Image location labeling entries:
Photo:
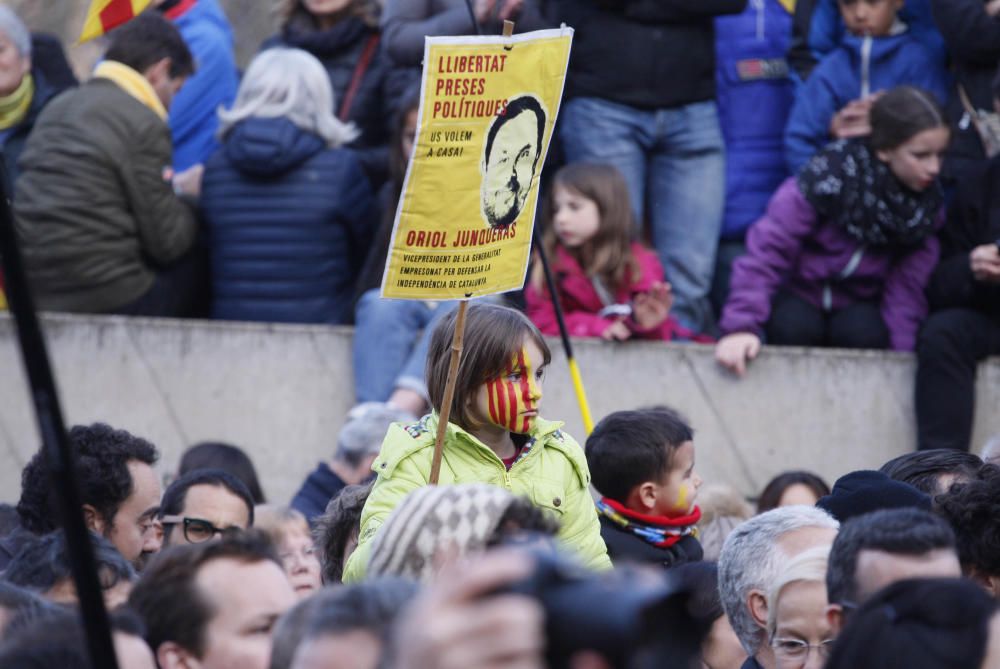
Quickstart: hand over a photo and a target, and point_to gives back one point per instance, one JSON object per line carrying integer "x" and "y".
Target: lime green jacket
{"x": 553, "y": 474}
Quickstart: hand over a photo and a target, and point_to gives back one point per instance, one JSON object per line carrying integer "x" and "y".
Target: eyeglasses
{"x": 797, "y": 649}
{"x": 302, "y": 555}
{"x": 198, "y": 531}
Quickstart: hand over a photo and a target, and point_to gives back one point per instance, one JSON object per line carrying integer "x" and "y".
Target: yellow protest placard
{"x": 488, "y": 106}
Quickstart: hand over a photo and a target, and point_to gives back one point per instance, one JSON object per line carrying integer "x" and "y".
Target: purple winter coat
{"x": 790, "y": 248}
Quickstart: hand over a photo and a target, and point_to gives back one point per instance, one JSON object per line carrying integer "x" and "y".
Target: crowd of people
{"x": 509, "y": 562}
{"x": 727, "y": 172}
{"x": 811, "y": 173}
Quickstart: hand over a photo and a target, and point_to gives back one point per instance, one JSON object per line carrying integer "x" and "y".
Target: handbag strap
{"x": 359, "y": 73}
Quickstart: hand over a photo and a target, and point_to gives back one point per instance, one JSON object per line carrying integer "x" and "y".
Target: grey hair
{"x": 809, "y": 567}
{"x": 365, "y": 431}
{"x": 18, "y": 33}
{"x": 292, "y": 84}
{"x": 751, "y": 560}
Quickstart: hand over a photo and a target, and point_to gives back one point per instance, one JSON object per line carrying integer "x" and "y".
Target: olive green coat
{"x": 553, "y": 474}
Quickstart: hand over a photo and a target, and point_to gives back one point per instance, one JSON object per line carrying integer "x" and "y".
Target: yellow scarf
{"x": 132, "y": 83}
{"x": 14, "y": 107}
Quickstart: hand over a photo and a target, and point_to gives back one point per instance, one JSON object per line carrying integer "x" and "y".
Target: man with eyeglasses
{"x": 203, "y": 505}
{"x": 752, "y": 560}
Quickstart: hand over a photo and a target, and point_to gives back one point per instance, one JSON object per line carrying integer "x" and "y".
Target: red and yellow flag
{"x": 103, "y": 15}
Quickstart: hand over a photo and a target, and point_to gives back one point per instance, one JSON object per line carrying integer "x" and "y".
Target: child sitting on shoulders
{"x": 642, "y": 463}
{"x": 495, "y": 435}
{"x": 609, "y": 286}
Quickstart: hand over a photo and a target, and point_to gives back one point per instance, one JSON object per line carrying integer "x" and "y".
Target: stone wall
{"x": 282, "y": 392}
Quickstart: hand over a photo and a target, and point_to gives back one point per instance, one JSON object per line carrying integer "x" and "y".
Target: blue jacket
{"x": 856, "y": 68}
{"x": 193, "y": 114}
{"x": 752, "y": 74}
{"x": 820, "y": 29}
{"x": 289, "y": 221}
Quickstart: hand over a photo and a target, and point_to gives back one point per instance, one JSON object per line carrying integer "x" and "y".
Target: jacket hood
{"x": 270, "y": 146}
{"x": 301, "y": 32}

▶ _OBJECTIVE_: Show every line above that contains the string "eyeglasses". Case counts.

▶ _ANSWER TO THIS EXERCISE_:
Target: eyeglasses
Target: man with eyeglasses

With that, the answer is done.